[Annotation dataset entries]
···
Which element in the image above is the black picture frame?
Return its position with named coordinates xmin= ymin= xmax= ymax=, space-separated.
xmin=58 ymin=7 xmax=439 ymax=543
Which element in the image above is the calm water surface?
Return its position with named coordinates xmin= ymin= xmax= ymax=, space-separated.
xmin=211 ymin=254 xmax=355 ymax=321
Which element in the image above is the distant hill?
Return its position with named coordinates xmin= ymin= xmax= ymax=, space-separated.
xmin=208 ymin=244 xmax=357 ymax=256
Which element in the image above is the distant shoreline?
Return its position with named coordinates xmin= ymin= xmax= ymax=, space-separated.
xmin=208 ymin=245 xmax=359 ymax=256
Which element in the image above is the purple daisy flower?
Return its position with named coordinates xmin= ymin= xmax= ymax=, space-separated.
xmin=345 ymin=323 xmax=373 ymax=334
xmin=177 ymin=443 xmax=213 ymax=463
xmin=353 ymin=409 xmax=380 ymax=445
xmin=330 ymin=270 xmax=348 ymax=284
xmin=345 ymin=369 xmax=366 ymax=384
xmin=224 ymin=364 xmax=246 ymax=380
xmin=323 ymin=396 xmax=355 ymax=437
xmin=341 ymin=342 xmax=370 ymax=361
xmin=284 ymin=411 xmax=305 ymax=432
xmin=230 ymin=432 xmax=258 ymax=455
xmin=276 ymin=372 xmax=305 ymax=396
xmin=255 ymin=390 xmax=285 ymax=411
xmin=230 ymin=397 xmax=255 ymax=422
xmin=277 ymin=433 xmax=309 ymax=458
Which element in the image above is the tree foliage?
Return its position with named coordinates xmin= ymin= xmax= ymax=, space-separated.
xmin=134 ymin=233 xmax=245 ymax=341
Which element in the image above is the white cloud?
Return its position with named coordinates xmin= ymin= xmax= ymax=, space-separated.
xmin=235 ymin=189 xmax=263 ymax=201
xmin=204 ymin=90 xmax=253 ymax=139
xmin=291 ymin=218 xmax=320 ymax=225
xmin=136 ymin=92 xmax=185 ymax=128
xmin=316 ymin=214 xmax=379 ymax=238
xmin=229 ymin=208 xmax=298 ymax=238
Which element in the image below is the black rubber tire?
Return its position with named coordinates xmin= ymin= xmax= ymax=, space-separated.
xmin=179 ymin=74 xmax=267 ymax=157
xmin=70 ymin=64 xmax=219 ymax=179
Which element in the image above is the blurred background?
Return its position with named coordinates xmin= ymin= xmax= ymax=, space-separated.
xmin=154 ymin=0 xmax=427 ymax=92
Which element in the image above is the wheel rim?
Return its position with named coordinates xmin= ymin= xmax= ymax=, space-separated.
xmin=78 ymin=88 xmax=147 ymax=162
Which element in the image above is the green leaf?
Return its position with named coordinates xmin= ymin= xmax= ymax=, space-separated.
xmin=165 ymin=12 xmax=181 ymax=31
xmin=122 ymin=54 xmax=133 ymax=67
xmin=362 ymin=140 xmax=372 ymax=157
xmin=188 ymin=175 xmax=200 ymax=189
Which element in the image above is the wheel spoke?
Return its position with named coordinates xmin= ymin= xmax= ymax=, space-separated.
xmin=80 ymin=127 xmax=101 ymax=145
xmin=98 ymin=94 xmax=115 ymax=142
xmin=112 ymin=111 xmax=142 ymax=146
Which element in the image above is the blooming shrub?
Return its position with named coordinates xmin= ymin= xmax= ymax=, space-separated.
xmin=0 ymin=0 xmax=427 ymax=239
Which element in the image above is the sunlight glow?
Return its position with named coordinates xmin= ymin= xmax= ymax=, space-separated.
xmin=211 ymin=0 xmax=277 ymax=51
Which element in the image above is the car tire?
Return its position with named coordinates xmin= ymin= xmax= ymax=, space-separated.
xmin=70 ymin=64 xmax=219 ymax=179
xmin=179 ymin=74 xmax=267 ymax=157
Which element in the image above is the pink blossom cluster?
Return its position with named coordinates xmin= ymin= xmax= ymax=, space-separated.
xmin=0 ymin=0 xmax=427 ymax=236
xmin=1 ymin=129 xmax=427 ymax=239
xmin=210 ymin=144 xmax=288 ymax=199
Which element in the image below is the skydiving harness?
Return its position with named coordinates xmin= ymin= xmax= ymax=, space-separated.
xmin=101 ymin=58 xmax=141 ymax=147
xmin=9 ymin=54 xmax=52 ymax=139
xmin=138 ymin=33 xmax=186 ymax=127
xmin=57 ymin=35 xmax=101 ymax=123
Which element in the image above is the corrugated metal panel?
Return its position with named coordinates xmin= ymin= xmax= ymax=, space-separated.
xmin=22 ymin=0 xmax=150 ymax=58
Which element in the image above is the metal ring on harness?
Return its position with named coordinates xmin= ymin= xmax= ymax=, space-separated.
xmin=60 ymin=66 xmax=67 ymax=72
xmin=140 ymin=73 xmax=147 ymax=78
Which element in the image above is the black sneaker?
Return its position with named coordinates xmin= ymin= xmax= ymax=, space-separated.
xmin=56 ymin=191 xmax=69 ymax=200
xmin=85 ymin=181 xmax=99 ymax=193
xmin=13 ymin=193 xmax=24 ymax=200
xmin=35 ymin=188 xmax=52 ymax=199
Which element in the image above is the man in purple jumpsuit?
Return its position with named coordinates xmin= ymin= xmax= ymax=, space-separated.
···
Problem description ▸ List every line in the listing above that contains the word "harness", matching case exactly.

Result for this exercise ▸
Which element in the image below is the skydiving harness?
Which element in the image above is the metal ring on harness?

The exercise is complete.